Your job is to report every line of the entries that has "water".

[Point localization data]
§
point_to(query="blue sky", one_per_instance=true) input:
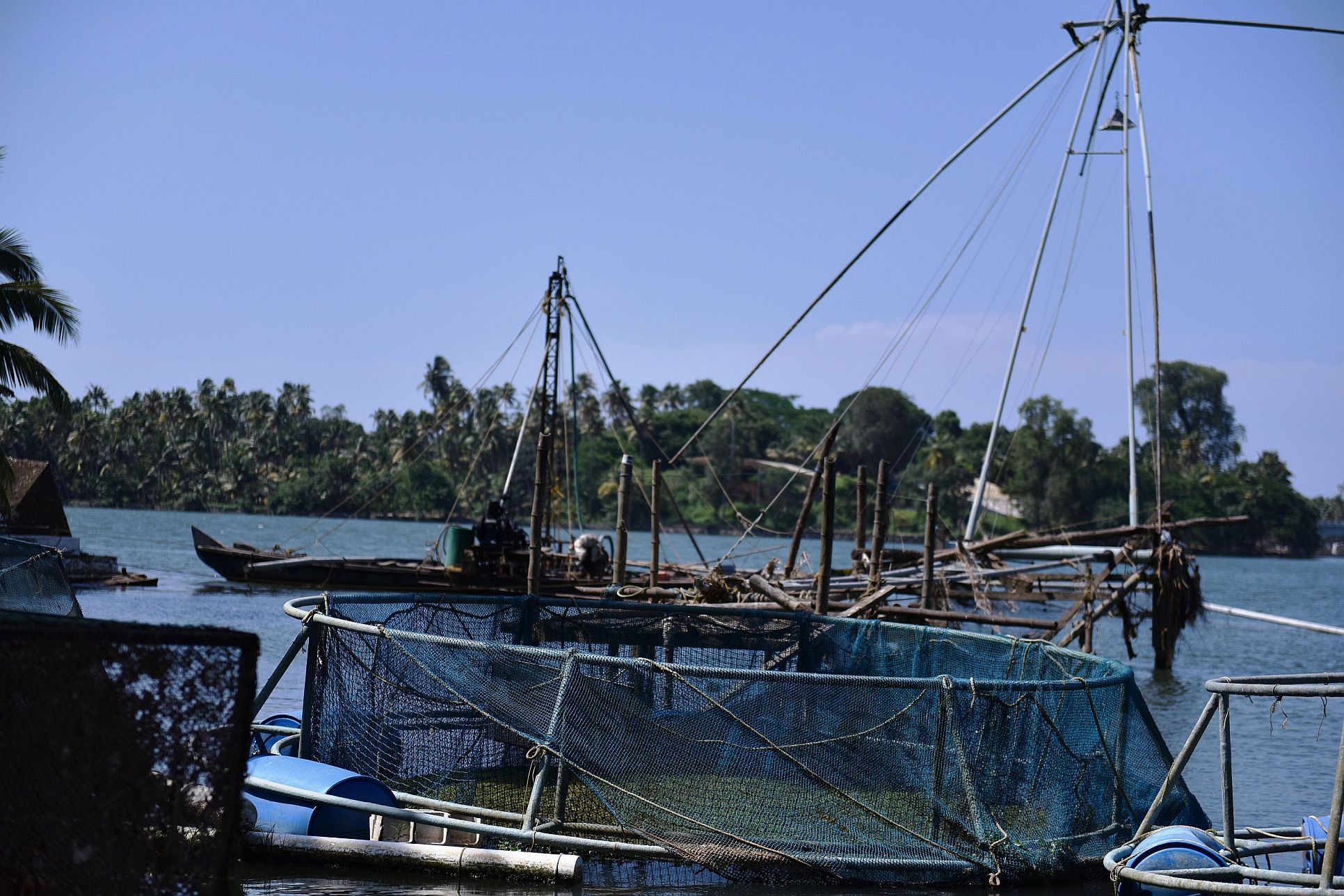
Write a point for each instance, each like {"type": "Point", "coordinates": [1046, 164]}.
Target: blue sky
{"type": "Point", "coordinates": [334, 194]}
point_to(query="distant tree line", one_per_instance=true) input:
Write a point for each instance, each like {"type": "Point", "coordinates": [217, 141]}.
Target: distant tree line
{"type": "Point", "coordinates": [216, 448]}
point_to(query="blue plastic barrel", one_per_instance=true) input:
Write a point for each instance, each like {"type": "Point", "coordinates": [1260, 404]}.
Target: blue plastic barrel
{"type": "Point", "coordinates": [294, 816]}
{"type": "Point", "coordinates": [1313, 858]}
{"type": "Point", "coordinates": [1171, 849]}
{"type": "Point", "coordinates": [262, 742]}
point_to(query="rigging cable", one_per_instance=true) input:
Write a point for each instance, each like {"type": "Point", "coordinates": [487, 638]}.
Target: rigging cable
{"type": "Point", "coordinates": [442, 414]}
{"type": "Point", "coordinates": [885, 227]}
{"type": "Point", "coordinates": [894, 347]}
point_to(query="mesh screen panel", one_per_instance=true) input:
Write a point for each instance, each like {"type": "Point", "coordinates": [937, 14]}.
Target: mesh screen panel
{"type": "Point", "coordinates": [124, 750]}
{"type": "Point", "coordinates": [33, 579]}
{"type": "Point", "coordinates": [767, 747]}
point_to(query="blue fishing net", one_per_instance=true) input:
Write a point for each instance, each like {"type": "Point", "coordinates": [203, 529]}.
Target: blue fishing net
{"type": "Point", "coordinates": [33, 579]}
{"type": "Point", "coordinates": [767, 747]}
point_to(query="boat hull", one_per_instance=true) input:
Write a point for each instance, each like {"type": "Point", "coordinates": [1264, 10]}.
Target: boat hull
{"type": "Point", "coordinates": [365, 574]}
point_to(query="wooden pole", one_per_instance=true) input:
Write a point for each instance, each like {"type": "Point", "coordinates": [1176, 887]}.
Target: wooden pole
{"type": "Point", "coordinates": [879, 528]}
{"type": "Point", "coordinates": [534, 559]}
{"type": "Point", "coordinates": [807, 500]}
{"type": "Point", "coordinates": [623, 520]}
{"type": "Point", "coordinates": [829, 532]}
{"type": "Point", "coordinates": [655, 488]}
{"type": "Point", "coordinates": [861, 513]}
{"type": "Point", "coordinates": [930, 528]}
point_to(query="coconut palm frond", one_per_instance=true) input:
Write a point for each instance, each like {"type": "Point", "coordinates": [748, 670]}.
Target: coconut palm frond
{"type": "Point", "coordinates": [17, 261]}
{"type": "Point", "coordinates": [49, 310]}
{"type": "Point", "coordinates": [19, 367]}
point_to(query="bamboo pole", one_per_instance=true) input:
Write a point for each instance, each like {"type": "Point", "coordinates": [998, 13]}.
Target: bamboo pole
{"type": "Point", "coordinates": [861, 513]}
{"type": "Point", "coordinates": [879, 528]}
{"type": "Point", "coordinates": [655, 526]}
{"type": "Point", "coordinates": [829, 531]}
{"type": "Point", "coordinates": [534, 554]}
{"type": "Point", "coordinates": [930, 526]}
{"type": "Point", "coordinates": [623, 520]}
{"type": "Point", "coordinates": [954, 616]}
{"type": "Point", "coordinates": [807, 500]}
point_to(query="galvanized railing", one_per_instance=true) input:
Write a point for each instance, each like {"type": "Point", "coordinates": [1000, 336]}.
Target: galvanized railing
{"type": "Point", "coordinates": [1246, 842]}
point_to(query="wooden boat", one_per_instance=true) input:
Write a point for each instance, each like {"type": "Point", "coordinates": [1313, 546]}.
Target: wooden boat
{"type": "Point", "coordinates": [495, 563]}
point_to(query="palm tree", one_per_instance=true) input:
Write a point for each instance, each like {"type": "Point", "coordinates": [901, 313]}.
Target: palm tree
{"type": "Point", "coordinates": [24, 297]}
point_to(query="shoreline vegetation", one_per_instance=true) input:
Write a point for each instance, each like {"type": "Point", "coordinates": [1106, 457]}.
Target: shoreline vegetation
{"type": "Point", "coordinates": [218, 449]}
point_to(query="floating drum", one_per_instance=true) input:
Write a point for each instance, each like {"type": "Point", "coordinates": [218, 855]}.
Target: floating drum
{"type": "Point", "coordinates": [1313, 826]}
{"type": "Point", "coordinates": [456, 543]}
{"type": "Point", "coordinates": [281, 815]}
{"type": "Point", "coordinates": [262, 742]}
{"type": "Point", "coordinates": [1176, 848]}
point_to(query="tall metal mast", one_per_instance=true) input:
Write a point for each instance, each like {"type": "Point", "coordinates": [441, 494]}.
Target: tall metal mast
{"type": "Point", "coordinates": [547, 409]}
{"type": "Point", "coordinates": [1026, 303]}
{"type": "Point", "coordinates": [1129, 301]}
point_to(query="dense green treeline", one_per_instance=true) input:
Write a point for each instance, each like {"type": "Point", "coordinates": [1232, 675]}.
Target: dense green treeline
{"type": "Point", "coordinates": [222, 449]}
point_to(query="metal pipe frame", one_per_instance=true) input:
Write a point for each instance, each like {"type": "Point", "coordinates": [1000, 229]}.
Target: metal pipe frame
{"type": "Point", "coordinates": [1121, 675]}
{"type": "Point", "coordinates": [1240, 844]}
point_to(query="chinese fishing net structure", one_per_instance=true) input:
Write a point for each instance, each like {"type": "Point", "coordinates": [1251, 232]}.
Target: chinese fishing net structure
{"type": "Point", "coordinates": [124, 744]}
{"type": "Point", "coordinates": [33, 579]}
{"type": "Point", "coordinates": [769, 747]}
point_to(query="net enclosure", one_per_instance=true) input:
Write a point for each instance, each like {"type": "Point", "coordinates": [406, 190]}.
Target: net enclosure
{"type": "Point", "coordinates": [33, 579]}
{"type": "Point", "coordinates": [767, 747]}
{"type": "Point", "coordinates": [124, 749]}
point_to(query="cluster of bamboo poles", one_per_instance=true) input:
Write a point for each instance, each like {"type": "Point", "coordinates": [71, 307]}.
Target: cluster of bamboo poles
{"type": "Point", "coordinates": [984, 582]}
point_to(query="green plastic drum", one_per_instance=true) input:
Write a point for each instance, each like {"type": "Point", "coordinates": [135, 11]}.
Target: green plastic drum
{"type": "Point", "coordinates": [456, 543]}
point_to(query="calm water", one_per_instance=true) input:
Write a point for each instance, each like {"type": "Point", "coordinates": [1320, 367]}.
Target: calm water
§
#### [Your response]
point_to(query="calm water", one_per_instance=true) input:
Target: calm water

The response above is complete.